**SOURCE EXCERPT**
— BEGIN —
Home About Certifications Projects Contact
Home Lab 2026

Pi Docker Cluster

A 4-node Raspberry Pi cluster running Docker Swarm with zero trust architecture, hosting a website failover system and a Minecraft server — secured, tunneled, and fully automated with nightly updates.

Raspberry Pi Docker Swarm UFW / Fail2Ban Cloudflare Tunnel Linux Python SSH Hardening
Pi Docker Cluster

Overview

The goal of this project was to build a self-managed home server cluster using four Raspberry Pis running Docker Swarm. The primary Pi 5 acts as the cluster head — it manages worker nodes, hosts services, handles all external traffic, and runs nightly updates across every node. Worker Pis only wake when the primary is overloaded, keeping power consumption low under normal conditions.

The cluster is IP-segmented across a dedicated subnet, with each node assigned a static address:

xxx.xxx.xxx.100  ← Primary (Pi 5, Docker Swarm manager)
— END —
**PROBLEM REQUIREMENTS**
In the Pi cluster write-up, take the part that opens with the words containing "The goal of" and closes with "Docker Swarm manager)", and give it again with "cluster head" changed to "control node". The records that follow have no connection to the Pi cluster write-up.

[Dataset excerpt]
— BEGIN —
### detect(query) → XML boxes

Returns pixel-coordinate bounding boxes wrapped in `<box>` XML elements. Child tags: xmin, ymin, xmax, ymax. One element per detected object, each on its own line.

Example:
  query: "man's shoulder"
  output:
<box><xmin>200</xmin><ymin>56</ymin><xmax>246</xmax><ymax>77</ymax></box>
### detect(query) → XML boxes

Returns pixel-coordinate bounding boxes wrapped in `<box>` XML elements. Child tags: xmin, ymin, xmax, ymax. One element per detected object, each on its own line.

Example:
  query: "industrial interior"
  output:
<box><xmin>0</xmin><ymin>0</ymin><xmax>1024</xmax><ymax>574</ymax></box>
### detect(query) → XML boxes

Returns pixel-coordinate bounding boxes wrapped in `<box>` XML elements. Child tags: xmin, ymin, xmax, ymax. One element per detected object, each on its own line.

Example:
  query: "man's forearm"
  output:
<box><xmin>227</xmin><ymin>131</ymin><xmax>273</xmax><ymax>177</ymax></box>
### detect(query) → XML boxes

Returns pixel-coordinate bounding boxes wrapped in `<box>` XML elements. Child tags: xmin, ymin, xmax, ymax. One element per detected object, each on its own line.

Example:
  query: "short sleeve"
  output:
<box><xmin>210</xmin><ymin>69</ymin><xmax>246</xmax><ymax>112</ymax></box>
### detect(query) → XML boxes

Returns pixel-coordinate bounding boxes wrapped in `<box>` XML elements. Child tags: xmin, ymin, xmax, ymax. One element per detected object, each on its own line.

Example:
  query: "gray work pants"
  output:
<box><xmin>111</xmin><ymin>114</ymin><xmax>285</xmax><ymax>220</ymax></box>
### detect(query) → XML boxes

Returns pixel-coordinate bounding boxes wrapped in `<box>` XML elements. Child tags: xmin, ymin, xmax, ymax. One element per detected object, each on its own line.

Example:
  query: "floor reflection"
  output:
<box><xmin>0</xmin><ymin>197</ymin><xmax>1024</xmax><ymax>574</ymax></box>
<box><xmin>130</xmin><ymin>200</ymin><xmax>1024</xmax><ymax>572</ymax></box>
— END —
**RESULT OF THE EXERCISE**
The goal of this project was to build a self-managed home server cluster using four Raspberry Pis running Docker Swarm. The primary Pi 5 acts as the control node — it manages worker nodes, hosts services, handles all external traffic, and runs nightly updates across every node. Worker Pis only wake when the primary is overloaded, keeping power consumption low under normal conditions.

The cluster is IP-segmented across a dedicated subnet, with each node assigned a static address:

xxx.xxx.xxx.100  ← Primary (Pi 5, Docker Swarm manager)